Your assignment — Down to the last line, set down the material below exactly; skip the pictures.

"""

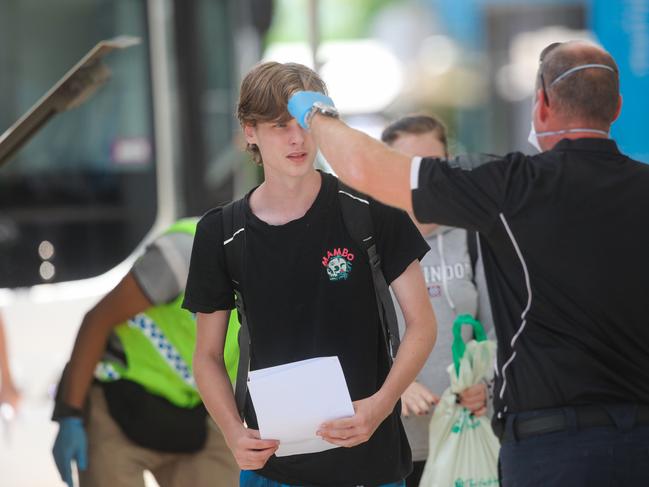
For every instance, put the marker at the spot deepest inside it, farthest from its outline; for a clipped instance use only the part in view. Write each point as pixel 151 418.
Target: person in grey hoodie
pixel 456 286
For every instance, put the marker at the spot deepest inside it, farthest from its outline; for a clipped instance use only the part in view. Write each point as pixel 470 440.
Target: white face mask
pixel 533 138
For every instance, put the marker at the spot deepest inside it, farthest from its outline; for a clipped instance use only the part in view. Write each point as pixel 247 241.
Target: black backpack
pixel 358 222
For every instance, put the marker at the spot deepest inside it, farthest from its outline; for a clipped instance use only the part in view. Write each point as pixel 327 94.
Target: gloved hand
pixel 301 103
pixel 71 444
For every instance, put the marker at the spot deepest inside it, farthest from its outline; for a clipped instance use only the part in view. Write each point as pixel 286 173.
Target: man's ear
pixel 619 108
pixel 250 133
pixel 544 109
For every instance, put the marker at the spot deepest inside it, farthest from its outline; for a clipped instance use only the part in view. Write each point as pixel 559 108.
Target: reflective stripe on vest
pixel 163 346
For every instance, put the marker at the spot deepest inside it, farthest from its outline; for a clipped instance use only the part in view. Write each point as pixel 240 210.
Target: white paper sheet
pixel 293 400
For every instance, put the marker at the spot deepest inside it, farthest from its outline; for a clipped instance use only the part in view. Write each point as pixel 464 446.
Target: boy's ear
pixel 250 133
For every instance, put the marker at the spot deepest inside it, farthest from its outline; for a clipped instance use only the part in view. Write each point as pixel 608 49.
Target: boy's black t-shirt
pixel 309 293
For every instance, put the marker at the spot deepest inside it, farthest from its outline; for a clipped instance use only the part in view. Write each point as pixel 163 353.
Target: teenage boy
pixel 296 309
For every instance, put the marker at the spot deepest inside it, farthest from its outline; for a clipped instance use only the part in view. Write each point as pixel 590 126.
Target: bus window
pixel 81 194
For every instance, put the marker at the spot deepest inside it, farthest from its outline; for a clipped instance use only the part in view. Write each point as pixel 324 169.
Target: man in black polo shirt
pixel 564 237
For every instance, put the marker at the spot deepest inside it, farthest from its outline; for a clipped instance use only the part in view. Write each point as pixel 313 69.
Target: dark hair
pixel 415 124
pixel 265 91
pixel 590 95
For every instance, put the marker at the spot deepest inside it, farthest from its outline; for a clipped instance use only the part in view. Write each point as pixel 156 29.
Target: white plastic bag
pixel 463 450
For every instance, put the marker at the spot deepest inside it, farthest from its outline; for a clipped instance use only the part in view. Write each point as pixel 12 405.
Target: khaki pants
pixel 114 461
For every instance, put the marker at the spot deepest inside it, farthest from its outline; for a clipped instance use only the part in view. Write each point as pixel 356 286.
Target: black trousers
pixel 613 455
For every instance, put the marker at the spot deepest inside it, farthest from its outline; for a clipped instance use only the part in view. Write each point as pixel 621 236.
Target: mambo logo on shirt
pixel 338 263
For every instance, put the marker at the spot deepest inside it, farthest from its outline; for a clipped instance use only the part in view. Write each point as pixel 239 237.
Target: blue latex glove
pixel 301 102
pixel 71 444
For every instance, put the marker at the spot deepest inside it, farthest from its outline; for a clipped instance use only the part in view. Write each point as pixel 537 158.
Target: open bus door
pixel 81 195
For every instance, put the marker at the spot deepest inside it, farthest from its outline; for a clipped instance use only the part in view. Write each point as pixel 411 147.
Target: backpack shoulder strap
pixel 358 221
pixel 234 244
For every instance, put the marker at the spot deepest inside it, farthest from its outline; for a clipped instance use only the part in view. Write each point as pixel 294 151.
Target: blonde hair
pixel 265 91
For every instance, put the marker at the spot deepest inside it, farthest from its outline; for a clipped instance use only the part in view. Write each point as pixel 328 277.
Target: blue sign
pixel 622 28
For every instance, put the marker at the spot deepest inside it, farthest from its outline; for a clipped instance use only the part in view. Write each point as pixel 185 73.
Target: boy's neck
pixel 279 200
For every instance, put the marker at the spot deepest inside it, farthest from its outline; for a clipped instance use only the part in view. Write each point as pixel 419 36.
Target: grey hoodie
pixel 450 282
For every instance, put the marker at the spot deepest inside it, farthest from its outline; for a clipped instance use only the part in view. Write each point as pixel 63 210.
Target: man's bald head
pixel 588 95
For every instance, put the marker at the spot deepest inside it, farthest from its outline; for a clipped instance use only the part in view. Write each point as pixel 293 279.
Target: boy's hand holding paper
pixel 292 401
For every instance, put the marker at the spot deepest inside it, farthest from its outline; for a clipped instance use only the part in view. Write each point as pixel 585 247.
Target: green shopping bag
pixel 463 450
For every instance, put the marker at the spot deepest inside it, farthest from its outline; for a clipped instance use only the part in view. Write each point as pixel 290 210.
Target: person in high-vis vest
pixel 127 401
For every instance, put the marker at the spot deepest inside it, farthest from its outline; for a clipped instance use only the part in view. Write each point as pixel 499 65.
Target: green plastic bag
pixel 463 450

"""

Answer box —
For every instance, put the marker at the spot deepest inside it, farthest from its outline; for a clipped instance use only the part in view. Write each point as pixel 151 418.
Target: person in grey hoodie
pixel 456 286
For every instance, put the marker at the spot deepest inside it, farthest from its outline; for a clipped instance use only the part in view. Write each point as pixel 470 440.
Target: white face mask
pixel 533 138
For every instance, put the marker at the spot deepest inside it, farthest from its outline; for a clipped instance use only the part in view. Write each point as pixel 247 241.
Target: black backpack
pixel 358 222
For every instance, put the marker at the spot deepest inside it, farthest from its outline; for a clipped instance use only the part in view. Write each point as pixel 327 94.
Target: gloved hand
pixel 301 103
pixel 71 444
For every instance, put the marker at the spot deepest inside it, farthest from its outline; for a clipped instance use only the part in view. Write each point as pixel 286 173.
Target: man's ear
pixel 619 108
pixel 250 133
pixel 544 109
For every instance, put the marker at the spot deepest inside it, farthest from its outline; for a clipped instance use only the part in view. Write each point as pixel 559 108.
Target: reflective stripe on vest
pixel 163 346
For every instance, put the marker at the spot deepest inside it, farthest from its outline; for a clipped instance use only the part in view. Write each point as pixel 240 210.
Target: white paper sheet
pixel 293 400
For every instance, put the marker at the spot deepest inside it, farthest from its outline; for a clipped instance use only the part in view. Write each point as pixel 464 446.
Target: boy's ear
pixel 250 133
For every instance, put the marker at the spot deepest inside it, farthest from its outline; for a clipped instance use only the part in view. Write each point as pixel 608 49.
Target: boy's black t-shirt
pixel 309 293
For every instance, put the marker at the spot deepest inside it, farthest from its outline; for a clipped instance use only the part in view. Write each point as pixel 163 353.
Target: teenage boy
pixel 296 309
For every instance, put the marker at the spot deepest inside it, farthest from its outline; for a clipped instance use only the part in view. Write each point as pixel 590 126.
Target: bus window
pixel 81 194
For every instance, put the marker at the spot deepest inside it, farthest from its outline; for a clipped instance use only the part in view. Write each point as pixel 324 169.
Target: man in black polo shirt
pixel 564 237
For every instance, put the marker at the spot deepest inside it, farthest from its outline; for a clipped instance use only the part in view. Write each point as pixel 313 69.
Target: dark hair
pixel 415 124
pixel 265 91
pixel 590 95
For every instance, put the marker at the spot deepest inside it, farthest from its outline; for a clipped instance use only the part in view. Write each point as pixel 156 29.
Target: white plastic bag
pixel 463 450
For every instance, put the marker at the spot deepest inside it, farthest from its outline; for a clipped instance use only the part in view. Write each point as pixel 12 405.
Target: khaki pants
pixel 114 461
For every instance, put the marker at the spot deepest inside it, farthest from its outline; for a clipped instance use only the part in view. Write each point as pixel 356 286.
Target: black trousers
pixel 613 455
For every instance, put the marker at the spot deepest inside it, farthest from its outline; for a clipped instance use only the part in view. Write each point as pixel 621 236.
Target: mambo logo on shirt
pixel 338 263
For every instance, put the marker at the spot deepest inside it, farthest from its outline; for a clipped instance use only the part in view. Write each point as pixel 239 237.
Target: blue latex glove
pixel 301 102
pixel 71 444
For every instance, put the marker at the spot deepest inside it, farthest from its outline; for a clipped instance use only the part in view. Write each point as pixel 537 158.
Target: open bus door
pixel 81 195
For every instance, put the marker at the spot deepest inside it, farthest from its outline; for a clipped instance use only the part in view. Write each point as pixel 411 147.
Target: backpack shoulder strap
pixel 358 221
pixel 234 244
For every instance, put the marker at the spot deepest inside it, farthest from its outline; for a clipped instance use only the part in view. Write each point as pixel 294 151.
Target: blonde hair
pixel 265 91
For every instance, put the marker at the spot deepest inside it, farthest from its outline; for a clipped instance use only the part in view. Write each point as pixel 328 277.
Target: blue sign
pixel 622 28
For every instance, put the marker at the spot deepest inside it, farthest from its outline; for a clipped instance use only the part in view. Write each point as pixel 185 73.
Target: boy's neck
pixel 279 200
For every instance, put the marker at the spot deepest inside it, farthest from its outline; for a clipped instance use only the part in view. Write each point as pixel 419 36.
Target: grey hoodie
pixel 450 282
For every instance, put the marker at the spot deepest inside it, farthest from its outline; for a clipped instance use only the part in view. Write each point as pixel 63 210.
Target: man's bald head
pixel 588 95
For every instance, put the marker at the spot deepest inside it, farthest from its outline; for a clipped instance use only the part in view. Write each point as pixel 293 279.
Target: boy's hand holding paper
pixel 292 401
For every instance, put the marker at the spot deepest inside it, farthest from its outline; for a clipped instance use only the part in view. Write each point as pixel 585 247.
Target: green shopping bag
pixel 463 450
For every instance, put the marker at the spot deepest inside it, farthest from its outline; for a clipped instance use only the part in view. Write each point as pixel 290 210.
Target: person in high-vis vest
pixel 127 401
For every instance, put the marker at the spot deepest inside it, farthest from its outline; for a clipped instance use only the part in view. Write each point as pixel 499 65.
Target: green plastic bag
pixel 463 450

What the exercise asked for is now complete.